** Assigned task **
Using the Nadal article below, please explain in one to three sentences why Nadal says tennis's return is not the same as football's.

Supplied passage START

Rafael Nadal has cast doubt over the prospective resumption of the international tennis calendar and insisted he would not currently be prepared to travel to a major tournament due to the coronavirus pandemic.
Global health fears and quarantine restrictions have led to concerns over the practicality of staging the US and French Opens, which are still scheduled to take place in August and September respectively.
And Nadal, who celebrated his 34th birthday on Wednesday, said he would have serious concerns about returning to the tour until the situation has eased enough for players from every nation to be able to compete.
Speaking on a Zoom call with international media, Nadal said: "It's not an ideal situation – if you ask me today if I want to travel to play a tennis tournament, I will say no.
"I am confident they will make the right decisions in the right moment to be sure that if (the US Open) is played it is going to be under extremely safe circumstances – if not, in my opinion, it doesn't make sense.
"We have a worldwide sport and my feeling is that we need to be clear and responsible. It's not the same as football which can be played in one country. When you mix people from every single part of the world the complications are completely different.
"We need to understand that we are suffering an unprecedented situation and my feeling is we need to come back when all the players of all the world are able to travel under safe circumstances.
"If not, in my personal opinion, will we come back? Yes, and I probably will play, yes, but my feeling will be that we are not being 100 per cent fair and correct."
All ATP and WTA events remain suspended until at least July 31, although the six-strong LiveScore Cup, a women's exhibition event in Prague, is taking place this week, and Novak Djokovic has discussed staging a similar event in Serbia.
Nadal, whose quest to add to his current tally of 19 grand slam titles is currently on hold, is playing catch-up having only returned to the tennis court last week following an easing of Spain's strict lockdown regulations.
And it is clear that the Spaniard, who previously suggested he could not see the sport returning in any form in 2020, retains a keen sense of perspective over its short-term prospects.
"I could not practice at my home because I don't have a tennis court – I live in an apartment – so I need to take it step by step," added Nadal.
"I am practising a couple of days a week and I am just trying to give myself the body preparation for what could happen in the next couple of months.
"I can't predict the future. When I said I don't see tennis during the whole season it was because we have been under the terrible circumstances with a lot of people suffering every single day.
"So my mind was not able to think about that. I was thinking about the health of the people and the worldwide pandemic we are still suffering."

Supplied passage END
Record extracts START

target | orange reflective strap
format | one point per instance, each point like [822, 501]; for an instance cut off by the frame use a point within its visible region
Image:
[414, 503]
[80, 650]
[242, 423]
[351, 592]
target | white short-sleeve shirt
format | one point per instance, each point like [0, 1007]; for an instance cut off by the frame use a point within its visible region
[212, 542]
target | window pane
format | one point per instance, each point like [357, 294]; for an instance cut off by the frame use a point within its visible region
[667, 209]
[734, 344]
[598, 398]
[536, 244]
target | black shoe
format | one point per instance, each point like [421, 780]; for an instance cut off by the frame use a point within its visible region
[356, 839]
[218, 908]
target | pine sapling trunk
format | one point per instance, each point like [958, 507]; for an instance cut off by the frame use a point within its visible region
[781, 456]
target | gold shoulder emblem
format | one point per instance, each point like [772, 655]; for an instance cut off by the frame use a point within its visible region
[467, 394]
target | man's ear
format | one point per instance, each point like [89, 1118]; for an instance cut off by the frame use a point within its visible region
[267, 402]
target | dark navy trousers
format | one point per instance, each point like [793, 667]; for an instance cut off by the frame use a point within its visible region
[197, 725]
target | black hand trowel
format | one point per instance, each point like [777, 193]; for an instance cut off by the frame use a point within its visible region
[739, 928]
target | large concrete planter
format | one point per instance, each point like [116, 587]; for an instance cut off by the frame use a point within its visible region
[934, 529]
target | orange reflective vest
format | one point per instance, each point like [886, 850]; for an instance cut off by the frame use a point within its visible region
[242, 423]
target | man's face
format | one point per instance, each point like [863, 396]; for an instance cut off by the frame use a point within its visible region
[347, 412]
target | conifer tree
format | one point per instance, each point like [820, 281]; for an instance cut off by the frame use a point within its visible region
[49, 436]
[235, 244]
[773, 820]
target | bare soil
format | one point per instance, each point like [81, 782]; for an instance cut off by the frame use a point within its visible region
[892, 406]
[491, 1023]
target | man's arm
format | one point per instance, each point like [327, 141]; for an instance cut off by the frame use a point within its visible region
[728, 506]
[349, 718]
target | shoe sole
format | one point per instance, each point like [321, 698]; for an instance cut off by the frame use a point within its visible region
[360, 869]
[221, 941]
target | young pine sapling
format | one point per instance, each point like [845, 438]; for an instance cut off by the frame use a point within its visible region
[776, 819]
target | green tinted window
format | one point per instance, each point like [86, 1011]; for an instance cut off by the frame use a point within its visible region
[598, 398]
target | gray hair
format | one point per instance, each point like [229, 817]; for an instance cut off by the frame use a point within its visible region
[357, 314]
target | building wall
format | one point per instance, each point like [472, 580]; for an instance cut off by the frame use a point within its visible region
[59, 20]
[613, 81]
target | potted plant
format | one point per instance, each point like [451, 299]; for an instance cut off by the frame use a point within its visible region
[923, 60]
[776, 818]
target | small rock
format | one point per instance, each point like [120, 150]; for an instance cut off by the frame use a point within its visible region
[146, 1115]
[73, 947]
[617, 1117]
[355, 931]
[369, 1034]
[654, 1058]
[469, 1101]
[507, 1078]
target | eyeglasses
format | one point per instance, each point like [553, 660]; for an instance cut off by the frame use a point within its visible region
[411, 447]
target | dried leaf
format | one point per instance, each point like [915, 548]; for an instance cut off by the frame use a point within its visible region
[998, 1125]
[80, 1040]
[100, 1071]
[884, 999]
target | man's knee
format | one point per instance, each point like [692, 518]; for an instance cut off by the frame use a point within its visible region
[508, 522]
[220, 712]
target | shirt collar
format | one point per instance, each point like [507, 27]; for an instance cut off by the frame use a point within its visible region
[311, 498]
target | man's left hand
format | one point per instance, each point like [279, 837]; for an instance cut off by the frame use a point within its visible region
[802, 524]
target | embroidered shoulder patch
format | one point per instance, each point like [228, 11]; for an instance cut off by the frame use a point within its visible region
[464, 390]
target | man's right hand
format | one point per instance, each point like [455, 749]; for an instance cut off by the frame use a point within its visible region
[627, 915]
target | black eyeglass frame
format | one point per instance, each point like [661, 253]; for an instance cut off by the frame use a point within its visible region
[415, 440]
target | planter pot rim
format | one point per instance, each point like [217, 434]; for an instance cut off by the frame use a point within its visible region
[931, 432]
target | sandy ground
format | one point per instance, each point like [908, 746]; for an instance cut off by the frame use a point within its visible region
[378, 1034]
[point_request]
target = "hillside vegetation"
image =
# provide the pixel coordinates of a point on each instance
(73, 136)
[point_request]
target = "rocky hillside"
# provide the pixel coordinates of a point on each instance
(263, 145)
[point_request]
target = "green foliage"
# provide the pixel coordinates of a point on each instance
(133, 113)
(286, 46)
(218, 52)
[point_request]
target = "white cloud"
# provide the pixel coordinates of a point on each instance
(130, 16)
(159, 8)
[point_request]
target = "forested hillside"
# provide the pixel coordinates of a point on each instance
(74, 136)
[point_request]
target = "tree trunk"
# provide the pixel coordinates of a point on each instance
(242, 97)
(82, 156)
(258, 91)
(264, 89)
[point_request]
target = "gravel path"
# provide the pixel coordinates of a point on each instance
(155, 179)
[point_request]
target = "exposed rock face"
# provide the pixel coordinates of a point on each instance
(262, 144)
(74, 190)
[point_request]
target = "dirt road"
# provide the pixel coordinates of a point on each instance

Record extracts END

** Result for this exercise **
Tennis is a worldwide sport, while football can be played within one country. When people from every part of the world are mixed together, the complications are completely different, so Nadal feels the sport needs to be clear and responsible.